▶ Items from a data source:
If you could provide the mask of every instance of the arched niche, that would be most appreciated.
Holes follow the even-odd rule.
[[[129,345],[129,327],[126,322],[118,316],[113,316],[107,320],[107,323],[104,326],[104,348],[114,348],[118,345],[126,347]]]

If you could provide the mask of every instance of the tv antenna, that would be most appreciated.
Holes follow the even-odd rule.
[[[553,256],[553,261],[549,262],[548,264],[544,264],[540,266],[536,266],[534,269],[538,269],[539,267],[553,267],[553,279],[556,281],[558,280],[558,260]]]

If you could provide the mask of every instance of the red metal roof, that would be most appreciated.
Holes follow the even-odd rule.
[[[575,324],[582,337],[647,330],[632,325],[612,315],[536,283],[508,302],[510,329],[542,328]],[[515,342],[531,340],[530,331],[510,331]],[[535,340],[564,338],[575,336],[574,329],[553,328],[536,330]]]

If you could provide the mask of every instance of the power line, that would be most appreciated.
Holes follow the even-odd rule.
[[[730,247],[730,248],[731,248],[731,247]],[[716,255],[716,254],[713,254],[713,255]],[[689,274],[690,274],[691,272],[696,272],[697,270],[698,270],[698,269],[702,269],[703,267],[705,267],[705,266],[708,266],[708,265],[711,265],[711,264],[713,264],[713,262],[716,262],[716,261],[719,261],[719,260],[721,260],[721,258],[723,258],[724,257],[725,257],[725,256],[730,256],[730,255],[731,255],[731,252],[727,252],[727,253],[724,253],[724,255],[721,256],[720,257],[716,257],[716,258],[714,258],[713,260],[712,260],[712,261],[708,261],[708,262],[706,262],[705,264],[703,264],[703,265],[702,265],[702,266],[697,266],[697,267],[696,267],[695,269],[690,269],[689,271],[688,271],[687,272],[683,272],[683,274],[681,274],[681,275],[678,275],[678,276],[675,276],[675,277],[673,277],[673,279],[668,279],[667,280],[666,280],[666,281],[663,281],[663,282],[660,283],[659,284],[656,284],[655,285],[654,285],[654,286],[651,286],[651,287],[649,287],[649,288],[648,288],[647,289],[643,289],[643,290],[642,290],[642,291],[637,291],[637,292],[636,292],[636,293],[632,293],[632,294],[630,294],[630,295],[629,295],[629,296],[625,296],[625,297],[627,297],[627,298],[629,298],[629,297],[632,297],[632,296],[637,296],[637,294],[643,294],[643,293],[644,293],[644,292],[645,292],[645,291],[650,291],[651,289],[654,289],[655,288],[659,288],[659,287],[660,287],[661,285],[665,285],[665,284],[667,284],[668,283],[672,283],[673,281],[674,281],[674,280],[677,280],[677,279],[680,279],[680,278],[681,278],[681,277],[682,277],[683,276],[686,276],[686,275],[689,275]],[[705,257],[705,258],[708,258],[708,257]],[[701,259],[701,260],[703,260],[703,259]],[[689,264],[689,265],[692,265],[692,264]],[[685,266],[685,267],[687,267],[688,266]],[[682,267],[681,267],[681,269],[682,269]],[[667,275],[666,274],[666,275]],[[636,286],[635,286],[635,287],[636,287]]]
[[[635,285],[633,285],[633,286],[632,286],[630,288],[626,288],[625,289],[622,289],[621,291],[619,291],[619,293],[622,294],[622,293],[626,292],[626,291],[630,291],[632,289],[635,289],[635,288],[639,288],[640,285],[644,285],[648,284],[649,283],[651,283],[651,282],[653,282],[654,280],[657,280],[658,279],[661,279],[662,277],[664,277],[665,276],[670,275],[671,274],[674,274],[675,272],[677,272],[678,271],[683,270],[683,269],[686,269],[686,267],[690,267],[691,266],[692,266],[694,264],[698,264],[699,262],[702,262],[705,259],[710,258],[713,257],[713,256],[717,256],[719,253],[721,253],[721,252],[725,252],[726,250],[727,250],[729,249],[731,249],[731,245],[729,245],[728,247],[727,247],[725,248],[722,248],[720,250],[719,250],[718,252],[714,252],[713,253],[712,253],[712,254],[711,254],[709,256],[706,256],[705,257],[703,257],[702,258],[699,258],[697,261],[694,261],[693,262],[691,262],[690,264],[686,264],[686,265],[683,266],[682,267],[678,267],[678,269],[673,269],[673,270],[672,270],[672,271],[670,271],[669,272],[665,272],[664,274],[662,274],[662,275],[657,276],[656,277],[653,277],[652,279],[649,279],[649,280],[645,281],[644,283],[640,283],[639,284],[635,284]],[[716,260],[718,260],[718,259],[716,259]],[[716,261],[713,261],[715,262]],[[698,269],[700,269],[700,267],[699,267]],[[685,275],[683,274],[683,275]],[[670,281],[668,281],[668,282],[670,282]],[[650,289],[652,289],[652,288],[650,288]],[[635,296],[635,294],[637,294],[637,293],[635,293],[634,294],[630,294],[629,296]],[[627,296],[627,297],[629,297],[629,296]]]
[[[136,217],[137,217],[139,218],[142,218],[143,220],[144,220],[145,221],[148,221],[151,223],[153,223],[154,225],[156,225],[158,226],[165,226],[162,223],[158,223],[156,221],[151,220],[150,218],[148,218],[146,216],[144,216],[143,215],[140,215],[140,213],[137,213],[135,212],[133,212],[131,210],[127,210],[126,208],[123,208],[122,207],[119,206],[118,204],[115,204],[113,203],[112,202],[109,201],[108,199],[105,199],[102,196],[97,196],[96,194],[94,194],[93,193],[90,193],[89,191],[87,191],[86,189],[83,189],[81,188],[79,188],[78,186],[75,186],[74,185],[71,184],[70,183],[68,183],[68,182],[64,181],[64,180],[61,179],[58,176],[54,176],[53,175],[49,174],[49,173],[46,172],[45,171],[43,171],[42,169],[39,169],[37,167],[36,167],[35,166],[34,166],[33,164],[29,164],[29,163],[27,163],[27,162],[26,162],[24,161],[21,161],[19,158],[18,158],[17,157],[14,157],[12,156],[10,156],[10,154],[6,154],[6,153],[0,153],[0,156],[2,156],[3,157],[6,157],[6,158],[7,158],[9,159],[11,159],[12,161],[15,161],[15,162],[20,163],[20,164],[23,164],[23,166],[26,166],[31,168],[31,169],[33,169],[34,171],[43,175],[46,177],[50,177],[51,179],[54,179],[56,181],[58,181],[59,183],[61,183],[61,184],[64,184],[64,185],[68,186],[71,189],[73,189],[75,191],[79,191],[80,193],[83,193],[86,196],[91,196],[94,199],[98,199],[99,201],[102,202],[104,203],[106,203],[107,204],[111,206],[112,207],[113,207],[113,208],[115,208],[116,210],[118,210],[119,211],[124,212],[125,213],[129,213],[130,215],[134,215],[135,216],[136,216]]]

▶ Prompt:
Locate each line in the rows above that contains the string "instance" and copy those lines. Case counts.

▶ Answer below:
If you could provide the mask of every instance of the arched niche, that would be most appreciated.
If you could provide the mask of every instance of the tv antenna, that would be most appreciated.
If you could provide the mask of every instance of the red metal roof, that would be most appreciated.
If you could provide the mask of every instance of the power line, that would be most appreciated.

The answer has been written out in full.